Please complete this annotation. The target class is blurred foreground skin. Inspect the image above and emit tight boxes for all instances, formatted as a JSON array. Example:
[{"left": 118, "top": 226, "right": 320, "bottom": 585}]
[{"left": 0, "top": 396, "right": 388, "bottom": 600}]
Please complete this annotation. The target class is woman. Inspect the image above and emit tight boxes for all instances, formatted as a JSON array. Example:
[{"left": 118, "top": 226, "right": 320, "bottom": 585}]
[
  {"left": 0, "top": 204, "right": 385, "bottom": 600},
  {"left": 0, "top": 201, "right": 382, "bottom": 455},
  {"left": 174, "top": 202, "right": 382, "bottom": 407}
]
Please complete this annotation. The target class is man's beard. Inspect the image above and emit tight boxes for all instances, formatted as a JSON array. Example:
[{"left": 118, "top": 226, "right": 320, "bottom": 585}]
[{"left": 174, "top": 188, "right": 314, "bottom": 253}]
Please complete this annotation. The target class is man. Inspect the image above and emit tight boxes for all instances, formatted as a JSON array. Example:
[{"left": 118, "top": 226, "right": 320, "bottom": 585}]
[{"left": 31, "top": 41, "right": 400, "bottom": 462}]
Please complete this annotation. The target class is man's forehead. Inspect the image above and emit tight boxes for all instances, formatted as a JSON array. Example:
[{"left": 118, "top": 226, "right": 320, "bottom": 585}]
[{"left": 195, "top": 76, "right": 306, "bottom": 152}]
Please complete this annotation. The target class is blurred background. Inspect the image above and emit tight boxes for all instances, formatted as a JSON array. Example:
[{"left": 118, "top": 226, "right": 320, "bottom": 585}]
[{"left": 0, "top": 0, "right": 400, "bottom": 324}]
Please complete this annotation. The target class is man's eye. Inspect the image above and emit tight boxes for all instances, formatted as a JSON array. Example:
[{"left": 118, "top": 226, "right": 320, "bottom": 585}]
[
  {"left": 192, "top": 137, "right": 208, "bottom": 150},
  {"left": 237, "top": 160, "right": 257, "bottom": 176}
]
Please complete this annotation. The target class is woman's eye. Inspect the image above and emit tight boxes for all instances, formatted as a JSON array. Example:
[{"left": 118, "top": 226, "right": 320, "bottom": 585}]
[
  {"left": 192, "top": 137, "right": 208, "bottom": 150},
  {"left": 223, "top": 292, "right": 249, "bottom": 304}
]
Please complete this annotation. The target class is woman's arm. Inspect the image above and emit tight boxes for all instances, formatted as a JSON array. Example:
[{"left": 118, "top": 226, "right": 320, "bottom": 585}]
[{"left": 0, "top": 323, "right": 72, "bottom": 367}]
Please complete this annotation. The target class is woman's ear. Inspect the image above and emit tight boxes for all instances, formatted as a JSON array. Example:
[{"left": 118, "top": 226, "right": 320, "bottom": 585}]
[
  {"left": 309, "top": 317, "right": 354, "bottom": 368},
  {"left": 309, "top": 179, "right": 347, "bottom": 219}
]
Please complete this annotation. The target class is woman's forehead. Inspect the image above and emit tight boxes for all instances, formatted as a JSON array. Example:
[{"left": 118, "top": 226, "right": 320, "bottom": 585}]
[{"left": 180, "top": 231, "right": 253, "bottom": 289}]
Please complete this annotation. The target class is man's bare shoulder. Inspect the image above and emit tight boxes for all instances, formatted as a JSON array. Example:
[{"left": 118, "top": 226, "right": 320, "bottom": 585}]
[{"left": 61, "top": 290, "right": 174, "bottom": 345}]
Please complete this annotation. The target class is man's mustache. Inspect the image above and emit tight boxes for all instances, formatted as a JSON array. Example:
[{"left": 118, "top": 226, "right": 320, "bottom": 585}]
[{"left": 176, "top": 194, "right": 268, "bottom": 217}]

__Stated task__
Please put the material from the line with "is woman's forehead." through the end of the material into a two-column CSV headed input and output. Each row holds one passage of text in input and the answer that follows it in output, each in a single quoted field with line breaks turned into spaces.

__Solution__
input,output
"Please complete this annotation. The target class is woman's forehead. Inspect the image above and emit tight boxes for all instances, formatted as a JSON array. Example: [{""left"": 118, ""top"": 226, ""right"": 320, ""bottom"": 585}]","[{""left"": 180, ""top"": 231, ""right"": 253, ""bottom"": 289}]"
"Please complete this annotation. The target class is man's bare shoulder. Inspect the image above and emit tight boxes for all instances, formatted as a JSON array. Example: [{""left"": 118, ""top"": 226, ""right"": 320, ""bottom"": 585}]","[{""left"": 61, ""top"": 290, ""right"": 174, ""bottom"": 345}]"
"Please complete this annotation. The target class is man's mustache. Inspect the image above and emit tight boxes for all instances, formatted as a JSON array. Example: [{""left"": 118, ""top"": 226, ""right"": 320, ""bottom"": 585}]","[{""left"": 176, ""top"": 194, ""right"": 268, ""bottom"": 217}]"